EXERCISE INSTRUCTIONS ▸ Copy verbatim the items beginning with the line containing "Our detector says the pedestrian" and ending with the line containing "[238,61,247,152]", both included.

MATERIAL FOR THIS EXERCISE ▸
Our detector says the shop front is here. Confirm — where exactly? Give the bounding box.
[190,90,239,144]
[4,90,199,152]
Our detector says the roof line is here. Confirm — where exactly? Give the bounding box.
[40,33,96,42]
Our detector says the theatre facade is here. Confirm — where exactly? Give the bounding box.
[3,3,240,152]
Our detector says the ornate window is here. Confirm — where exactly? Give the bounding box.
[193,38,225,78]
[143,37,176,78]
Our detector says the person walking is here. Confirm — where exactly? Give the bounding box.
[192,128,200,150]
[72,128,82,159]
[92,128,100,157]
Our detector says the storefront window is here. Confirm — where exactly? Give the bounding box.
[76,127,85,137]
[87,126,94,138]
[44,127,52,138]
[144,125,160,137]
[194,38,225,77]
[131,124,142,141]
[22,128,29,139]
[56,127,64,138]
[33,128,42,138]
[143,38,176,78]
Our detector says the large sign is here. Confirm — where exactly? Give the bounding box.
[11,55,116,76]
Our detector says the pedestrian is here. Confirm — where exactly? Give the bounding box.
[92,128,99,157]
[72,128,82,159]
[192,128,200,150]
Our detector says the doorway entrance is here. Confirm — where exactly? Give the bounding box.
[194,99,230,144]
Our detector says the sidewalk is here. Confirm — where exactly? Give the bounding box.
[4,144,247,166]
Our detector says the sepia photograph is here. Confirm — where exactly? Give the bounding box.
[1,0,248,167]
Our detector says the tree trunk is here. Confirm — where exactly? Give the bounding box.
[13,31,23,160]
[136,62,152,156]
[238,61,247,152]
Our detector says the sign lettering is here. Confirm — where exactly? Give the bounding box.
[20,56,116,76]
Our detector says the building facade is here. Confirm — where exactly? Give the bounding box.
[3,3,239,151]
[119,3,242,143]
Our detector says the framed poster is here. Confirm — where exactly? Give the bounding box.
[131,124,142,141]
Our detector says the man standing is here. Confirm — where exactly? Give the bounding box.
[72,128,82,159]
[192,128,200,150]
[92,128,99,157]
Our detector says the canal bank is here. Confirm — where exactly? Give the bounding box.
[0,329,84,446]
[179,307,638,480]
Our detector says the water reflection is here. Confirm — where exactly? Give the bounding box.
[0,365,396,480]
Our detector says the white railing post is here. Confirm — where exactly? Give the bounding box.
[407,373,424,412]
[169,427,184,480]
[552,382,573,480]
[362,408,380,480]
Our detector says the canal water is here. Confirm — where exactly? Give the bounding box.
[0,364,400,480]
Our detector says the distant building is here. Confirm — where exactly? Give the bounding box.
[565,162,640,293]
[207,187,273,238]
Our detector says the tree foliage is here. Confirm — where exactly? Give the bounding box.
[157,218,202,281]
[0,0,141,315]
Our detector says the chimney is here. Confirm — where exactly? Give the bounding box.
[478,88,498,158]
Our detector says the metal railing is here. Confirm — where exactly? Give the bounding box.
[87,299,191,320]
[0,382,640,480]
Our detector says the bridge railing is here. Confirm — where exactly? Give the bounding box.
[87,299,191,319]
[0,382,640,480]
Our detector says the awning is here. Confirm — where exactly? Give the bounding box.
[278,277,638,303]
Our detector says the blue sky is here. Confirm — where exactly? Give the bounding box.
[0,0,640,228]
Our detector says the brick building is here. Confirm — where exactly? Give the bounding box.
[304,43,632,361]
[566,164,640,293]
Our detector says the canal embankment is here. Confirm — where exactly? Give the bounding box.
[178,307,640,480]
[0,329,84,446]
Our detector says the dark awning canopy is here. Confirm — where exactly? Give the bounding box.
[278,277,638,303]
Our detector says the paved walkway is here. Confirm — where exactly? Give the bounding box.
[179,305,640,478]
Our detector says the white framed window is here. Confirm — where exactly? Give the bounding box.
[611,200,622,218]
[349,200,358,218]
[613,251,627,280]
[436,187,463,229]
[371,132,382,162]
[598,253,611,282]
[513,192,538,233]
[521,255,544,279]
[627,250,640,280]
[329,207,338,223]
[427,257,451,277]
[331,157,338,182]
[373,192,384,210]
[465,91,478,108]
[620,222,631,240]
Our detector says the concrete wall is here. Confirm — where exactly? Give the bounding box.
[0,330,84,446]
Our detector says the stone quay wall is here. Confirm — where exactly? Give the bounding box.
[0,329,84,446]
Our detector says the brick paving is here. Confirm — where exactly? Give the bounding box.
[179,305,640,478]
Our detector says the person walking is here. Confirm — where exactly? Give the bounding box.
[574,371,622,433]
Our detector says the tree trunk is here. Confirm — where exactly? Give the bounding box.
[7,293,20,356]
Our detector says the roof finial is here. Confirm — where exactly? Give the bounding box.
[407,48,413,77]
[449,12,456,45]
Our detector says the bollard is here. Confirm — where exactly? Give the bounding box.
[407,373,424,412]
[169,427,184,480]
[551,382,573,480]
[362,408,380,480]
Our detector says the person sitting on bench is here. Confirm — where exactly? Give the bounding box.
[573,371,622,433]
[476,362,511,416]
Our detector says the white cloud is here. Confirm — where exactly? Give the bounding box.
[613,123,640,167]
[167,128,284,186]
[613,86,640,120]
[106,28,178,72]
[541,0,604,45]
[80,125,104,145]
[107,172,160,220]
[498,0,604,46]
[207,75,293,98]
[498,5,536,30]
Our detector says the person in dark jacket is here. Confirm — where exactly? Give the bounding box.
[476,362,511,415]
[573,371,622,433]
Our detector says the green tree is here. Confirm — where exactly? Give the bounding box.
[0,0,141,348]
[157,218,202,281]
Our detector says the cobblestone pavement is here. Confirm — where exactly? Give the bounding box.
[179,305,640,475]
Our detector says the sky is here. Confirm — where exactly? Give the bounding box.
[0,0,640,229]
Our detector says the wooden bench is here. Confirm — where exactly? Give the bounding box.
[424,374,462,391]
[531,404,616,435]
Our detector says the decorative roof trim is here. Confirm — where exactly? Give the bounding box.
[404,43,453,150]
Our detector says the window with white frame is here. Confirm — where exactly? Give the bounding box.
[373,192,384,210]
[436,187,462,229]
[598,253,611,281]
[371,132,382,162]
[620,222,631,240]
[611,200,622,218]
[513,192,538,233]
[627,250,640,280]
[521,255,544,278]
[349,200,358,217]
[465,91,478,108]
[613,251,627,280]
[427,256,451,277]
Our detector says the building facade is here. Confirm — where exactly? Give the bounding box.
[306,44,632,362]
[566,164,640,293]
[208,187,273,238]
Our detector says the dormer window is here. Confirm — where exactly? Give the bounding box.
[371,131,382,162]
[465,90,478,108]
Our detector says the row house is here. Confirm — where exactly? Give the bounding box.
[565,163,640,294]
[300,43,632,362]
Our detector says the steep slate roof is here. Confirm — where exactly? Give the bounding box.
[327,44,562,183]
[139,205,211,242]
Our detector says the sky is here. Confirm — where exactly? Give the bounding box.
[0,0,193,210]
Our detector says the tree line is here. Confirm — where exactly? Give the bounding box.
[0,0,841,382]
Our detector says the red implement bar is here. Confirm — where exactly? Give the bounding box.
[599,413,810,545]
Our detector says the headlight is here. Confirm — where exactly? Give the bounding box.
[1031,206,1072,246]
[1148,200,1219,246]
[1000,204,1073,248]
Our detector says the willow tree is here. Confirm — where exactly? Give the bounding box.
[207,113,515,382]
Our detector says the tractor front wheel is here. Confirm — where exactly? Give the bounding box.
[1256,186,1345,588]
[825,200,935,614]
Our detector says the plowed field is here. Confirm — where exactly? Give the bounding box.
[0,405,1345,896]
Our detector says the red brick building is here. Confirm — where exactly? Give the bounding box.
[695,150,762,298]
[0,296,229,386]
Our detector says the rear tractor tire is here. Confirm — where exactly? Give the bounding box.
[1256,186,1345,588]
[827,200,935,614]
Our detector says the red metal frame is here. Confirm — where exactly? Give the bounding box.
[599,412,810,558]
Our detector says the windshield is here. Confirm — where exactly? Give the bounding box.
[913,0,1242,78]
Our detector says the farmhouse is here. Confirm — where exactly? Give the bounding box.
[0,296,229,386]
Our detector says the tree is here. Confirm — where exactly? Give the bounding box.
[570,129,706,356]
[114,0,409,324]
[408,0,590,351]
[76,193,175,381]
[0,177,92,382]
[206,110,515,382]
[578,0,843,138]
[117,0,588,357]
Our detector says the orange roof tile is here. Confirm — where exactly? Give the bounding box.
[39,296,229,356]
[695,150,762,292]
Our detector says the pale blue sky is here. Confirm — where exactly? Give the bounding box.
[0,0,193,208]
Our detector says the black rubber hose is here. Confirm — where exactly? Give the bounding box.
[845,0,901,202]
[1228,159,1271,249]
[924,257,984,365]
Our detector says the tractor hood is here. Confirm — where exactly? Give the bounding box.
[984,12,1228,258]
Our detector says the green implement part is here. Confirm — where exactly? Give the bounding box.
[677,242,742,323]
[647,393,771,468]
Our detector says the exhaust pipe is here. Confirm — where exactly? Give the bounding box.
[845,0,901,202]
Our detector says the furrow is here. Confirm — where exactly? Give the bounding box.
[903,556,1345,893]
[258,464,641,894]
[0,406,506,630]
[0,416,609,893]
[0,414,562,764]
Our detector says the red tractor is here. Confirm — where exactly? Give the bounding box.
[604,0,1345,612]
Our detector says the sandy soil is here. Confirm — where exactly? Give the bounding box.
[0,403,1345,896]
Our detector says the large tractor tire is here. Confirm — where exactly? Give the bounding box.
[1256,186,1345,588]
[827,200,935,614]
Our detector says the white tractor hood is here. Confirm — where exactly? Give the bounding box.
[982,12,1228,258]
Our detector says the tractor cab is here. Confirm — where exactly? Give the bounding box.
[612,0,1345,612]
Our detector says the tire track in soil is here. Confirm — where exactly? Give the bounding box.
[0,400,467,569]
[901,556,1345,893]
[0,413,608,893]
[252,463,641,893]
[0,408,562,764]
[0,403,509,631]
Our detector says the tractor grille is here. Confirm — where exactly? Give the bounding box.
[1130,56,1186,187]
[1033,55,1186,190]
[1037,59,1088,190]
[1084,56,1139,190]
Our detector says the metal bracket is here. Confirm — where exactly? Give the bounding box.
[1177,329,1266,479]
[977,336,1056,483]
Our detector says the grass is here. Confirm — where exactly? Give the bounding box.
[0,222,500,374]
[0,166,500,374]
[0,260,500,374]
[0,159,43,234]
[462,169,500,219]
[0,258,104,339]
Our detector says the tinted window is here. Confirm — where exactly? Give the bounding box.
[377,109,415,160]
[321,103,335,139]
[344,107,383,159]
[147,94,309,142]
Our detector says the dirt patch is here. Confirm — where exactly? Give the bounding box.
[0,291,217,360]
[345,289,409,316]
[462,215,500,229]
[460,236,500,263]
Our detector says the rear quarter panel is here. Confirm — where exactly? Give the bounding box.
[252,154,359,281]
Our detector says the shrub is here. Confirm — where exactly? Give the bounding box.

REPLY ▸
Our detector says the pedestrian is here. Confirm — where exactly? Give the bounding box.
[92,128,99,157]
[72,128,82,159]
[192,128,200,150]
Our detector says the doorway entrance is here. Confirm — where exactly? Give the bounding box.
[194,99,230,144]
Our detector says the sidewalk is here. Confirm — where exactly? Give the bounding box.
[4,144,247,166]
Our detector says the sepia photograph is here. Confirm — where exactly? Give the bounding box.
[1,0,248,167]
Our detector says the tree trunk is here. Confirm — where exactly? Give the bounding box.
[13,31,23,160]
[136,62,152,156]
[238,61,247,152]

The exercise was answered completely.